PROBLEM DESCRIPTION
Reproduce the whole listing, character for character.

INPUT ROWS
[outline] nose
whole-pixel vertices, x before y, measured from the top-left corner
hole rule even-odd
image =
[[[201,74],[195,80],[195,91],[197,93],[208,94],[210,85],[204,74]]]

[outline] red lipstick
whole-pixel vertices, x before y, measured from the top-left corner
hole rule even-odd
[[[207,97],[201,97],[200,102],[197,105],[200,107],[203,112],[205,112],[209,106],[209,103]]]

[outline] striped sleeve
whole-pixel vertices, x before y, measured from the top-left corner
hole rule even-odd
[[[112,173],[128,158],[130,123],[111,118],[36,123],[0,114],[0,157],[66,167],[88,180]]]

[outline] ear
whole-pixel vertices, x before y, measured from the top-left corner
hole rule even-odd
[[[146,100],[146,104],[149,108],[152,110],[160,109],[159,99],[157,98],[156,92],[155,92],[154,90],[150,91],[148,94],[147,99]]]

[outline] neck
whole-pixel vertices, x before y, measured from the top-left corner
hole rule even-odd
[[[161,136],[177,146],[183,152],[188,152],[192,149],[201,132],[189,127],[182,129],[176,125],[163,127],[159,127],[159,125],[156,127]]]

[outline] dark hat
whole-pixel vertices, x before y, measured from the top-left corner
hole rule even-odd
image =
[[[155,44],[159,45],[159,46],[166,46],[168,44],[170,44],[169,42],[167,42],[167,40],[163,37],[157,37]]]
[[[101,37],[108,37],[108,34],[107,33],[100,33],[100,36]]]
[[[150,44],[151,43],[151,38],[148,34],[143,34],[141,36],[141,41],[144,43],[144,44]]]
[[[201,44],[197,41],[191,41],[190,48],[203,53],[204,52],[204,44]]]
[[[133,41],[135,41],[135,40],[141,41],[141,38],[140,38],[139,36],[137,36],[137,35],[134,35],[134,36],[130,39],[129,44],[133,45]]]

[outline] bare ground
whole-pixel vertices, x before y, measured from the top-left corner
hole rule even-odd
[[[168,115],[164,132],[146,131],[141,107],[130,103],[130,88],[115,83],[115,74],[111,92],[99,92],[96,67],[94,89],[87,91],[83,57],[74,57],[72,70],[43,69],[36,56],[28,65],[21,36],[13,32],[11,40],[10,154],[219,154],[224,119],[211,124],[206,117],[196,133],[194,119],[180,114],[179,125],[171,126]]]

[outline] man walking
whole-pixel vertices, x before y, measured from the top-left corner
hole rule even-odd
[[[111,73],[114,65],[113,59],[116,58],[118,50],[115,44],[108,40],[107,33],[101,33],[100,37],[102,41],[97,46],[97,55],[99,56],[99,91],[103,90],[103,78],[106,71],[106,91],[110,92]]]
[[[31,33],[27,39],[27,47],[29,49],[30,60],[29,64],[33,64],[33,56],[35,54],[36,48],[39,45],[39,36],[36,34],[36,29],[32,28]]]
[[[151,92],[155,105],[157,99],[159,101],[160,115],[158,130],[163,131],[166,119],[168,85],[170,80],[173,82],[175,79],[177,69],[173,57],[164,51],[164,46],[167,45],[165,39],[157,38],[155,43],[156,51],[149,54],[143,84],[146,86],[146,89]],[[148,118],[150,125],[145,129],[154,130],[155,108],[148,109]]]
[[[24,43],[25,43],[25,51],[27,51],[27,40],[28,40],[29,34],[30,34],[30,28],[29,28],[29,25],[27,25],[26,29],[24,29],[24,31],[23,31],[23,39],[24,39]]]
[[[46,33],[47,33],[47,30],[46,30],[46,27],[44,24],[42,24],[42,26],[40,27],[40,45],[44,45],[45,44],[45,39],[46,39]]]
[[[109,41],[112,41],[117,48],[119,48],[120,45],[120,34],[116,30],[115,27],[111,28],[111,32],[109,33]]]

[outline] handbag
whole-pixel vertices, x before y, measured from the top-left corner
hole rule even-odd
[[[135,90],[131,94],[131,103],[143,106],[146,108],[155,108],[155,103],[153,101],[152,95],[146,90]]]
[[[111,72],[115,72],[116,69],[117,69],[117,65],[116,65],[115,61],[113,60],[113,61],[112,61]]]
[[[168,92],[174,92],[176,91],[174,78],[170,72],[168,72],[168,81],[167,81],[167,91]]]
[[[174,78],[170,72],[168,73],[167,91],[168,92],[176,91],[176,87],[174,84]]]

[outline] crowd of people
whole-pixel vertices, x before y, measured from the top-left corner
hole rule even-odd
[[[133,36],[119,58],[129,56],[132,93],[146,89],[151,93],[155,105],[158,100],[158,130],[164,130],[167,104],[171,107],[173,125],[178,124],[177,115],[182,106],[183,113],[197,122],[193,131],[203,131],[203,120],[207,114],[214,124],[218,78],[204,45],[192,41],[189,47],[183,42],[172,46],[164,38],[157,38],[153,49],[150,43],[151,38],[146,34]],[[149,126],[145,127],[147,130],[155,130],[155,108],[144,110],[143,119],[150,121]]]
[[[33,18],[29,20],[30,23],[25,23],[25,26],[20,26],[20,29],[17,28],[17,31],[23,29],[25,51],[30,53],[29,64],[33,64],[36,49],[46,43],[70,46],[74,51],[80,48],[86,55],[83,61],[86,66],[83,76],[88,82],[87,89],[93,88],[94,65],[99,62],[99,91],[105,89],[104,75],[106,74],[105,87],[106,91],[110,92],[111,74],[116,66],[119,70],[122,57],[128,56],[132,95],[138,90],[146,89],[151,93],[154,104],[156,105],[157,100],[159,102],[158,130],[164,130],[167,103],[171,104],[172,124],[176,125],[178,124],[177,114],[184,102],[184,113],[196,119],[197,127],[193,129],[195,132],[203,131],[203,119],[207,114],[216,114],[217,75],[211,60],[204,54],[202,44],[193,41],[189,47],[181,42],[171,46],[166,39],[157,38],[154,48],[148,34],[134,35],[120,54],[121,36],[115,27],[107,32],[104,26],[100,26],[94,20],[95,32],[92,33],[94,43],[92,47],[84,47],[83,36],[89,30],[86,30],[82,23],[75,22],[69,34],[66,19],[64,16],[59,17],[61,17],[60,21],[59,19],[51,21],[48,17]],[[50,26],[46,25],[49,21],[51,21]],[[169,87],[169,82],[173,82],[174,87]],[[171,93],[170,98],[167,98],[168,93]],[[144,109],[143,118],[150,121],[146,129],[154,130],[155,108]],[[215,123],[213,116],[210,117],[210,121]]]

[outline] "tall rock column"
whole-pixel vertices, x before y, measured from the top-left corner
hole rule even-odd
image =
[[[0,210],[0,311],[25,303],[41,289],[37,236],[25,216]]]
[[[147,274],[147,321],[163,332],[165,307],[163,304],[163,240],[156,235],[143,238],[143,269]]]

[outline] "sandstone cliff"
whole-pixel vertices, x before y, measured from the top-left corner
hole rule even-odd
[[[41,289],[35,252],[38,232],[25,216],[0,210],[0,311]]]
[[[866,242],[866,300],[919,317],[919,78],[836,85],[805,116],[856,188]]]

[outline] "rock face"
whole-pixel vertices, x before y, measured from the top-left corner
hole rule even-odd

RESPONSE
[outline] nose
whole-pixel vertices, x before y, measured from the top-left corner
hole rule even-odd
image =
[[[201,74],[195,80],[195,91],[197,93],[208,94],[210,85],[204,74]]]

[outline] red lipstick
whole-pixel vertices, x before y, measured from the top-left corner
hole rule even-odd
[[[207,97],[201,97],[200,102],[197,105],[200,107],[203,112],[205,112],[209,106],[209,103]]]

[outline] striped sleeve
whole-pixel vertices, x before y, measured from the top-left corner
hole rule even-odd
[[[112,173],[128,158],[130,123],[111,118],[36,123],[0,114],[0,157],[66,167],[88,180]]]

[outline] ear
whole-pixel vertices, x before y, measured from the top-left corner
hole rule even-odd
[[[146,100],[146,104],[149,108],[152,110],[160,109],[159,99],[157,98],[156,92],[155,92],[154,90],[150,91],[148,94],[147,99]]]

[outline] neck
whole-pixel vertices, x before y, measured from the top-left corner
hole rule even-odd
[[[161,136],[177,146],[183,152],[188,152],[192,149],[201,132],[189,127],[182,129],[176,125],[163,127],[159,127],[159,125],[156,127]]]

[outline] dark hat
whole-pixel vertices, x before y, measured from the top-left corner
hole rule even-odd
image =
[[[155,44],[159,45],[159,46],[166,46],[168,44],[170,44],[169,42],[167,42],[167,40],[163,37],[157,37]]]
[[[101,37],[108,37],[108,34],[107,33],[100,33],[100,36]]]
[[[150,44],[151,43],[151,38],[148,34],[143,34],[141,36],[141,41],[144,43],[144,44]]]
[[[201,44],[197,41],[191,41],[190,48],[203,53],[204,52],[204,44]]]
[[[133,41],[135,41],[135,40],[141,41],[141,38],[140,38],[139,36],[137,36],[137,35],[134,35],[134,36],[130,39],[129,44],[133,45]]]

[outline] bare ground
whole-pixel vertices, x before y, measured from the top-left corner
hole rule even-odd
[[[168,115],[164,132],[146,131],[141,107],[130,103],[130,88],[115,83],[115,74],[111,92],[99,92],[96,67],[94,89],[87,91],[83,57],[74,57],[72,70],[43,69],[36,56],[28,65],[21,36],[13,32],[11,40],[10,154],[219,154],[224,119],[211,124],[206,117],[196,133],[194,119],[180,114],[179,125],[171,126]]]

[outline] man walking
whole-pixel vertices, x before y, measured from the top-left corner
hole rule even-odd
[[[111,73],[114,65],[113,59],[116,58],[118,50],[115,44],[108,40],[107,33],[101,33],[100,37],[102,41],[97,46],[97,55],[99,56],[99,91],[103,90],[103,78],[106,71],[106,91],[110,92]]]
[[[31,33],[27,39],[27,47],[29,49],[30,60],[29,64],[33,64],[33,56],[35,54],[36,48],[39,45],[39,36],[36,34],[36,29],[32,28]]]
[[[151,92],[155,105],[157,99],[159,101],[160,115],[158,130],[163,131],[166,119],[168,85],[170,80],[173,82],[175,79],[177,69],[173,57],[164,51],[164,46],[167,45],[165,39],[157,38],[155,43],[156,51],[149,54],[143,84],[146,86],[146,89]],[[148,118],[150,125],[145,129],[154,130],[155,108],[148,109]]]
[[[24,43],[25,43],[25,51],[27,51],[27,40],[28,40],[29,34],[30,34],[30,28],[29,28],[29,25],[27,25],[26,29],[24,29],[24,31],[23,31],[23,39],[24,39]]]
[[[46,33],[47,33],[47,30],[46,30],[46,27],[44,24],[42,24],[42,26],[40,27],[40,45],[44,45],[45,44],[45,39],[46,39]]]
[[[109,41],[112,41],[117,48],[119,48],[120,45],[120,34],[116,30],[115,27],[111,28],[111,32],[109,33]]]

[outline] handbag
whole-pixel vertices, x before y, measured from the top-left corner
hole rule even-odd
[[[135,90],[131,94],[131,103],[143,106],[146,108],[155,108],[155,103],[153,101],[152,95],[146,90]]]
[[[111,72],[115,72],[116,69],[117,69],[117,65],[116,65],[115,61],[113,60],[113,61],[112,61]]]
[[[168,92],[174,92],[176,91],[174,78],[170,72],[168,72],[168,81],[167,81],[167,91]]]
[[[174,78],[170,72],[168,73],[167,91],[168,92],[176,91],[176,87],[174,84]]]

[outline] crowd of people
whole-pixel vertices, x before y, measured from the top-left corner
hole rule even-odd
[[[133,36],[119,58],[129,56],[132,93],[146,89],[151,93],[155,105],[158,100],[158,130],[164,130],[167,104],[171,107],[173,125],[178,124],[177,115],[182,106],[183,113],[197,122],[193,131],[203,131],[203,120],[207,114],[214,124],[218,78],[204,45],[192,41],[189,47],[183,42],[172,46],[164,38],[157,38],[153,49],[150,43],[151,38],[146,34]],[[149,126],[145,127],[147,130],[155,130],[155,108],[144,110],[143,119],[150,121]]]
[[[33,18],[29,20],[30,23],[25,23],[25,26],[20,26],[20,29],[17,28],[17,31],[23,29],[25,51],[30,53],[29,64],[33,64],[36,49],[46,43],[70,46],[74,51],[80,48],[86,55],[83,61],[86,66],[83,76],[88,82],[87,89],[93,88],[94,65],[99,62],[99,91],[105,89],[104,75],[106,74],[105,87],[106,91],[110,92],[111,74],[116,66],[119,70],[122,57],[128,56],[132,95],[138,90],[146,89],[151,93],[154,104],[156,105],[157,100],[159,102],[158,130],[164,130],[167,103],[171,104],[172,124],[176,125],[178,124],[177,114],[184,102],[184,113],[196,119],[197,127],[193,129],[195,132],[203,131],[203,119],[207,114],[216,114],[217,75],[211,60],[204,54],[202,44],[193,41],[189,47],[181,42],[171,46],[166,39],[157,38],[154,48],[148,34],[134,35],[120,54],[121,36],[115,27],[107,32],[104,26],[100,26],[94,20],[95,32],[92,33],[94,43],[92,47],[84,47],[83,36],[89,30],[86,30],[82,23],[75,22],[69,34],[66,19],[64,16],[59,17],[61,17],[60,21],[59,19],[51,21],[48,17]],[[50,26],[46,25],[49,21],[51,21]],[[169,87],[169,82],[173,82],[174,87]],[[171,93],[170,98],[167,98],[168,93]],[[144,109],[143,118],[150,121],[146,129],[154,130],[155,108]],[[215,123],[213,116],[210,117],[210,121]]]

[outline] "tall rock column"
whole-pixel vertices, x before y, measured from the top-left corner
hole rule even-odd
image =
[[[0,210],[0,311],[25,303],[41,289],[37,236],[25,216]]]
[[[147,274],[147,321],[163,332],[165,307],[163,304],[163,240],[156,235],[143,238],[143,269]]]

[outline] "sandstone cliff"
whole-pixel vertices, x before y, measured from the top-left corner
hole rule even-odd
[[[41,289],[35,252],[38,232],[25,216],[0,210],[0,311]]]
[[[866,242],[866,300],[919,317],[919,78],[836,85],[805,116],[856,188]]]

[outline] "rock face"
whole-pixel vertices, x before y, measured from the top-left corner
hole rule even-odd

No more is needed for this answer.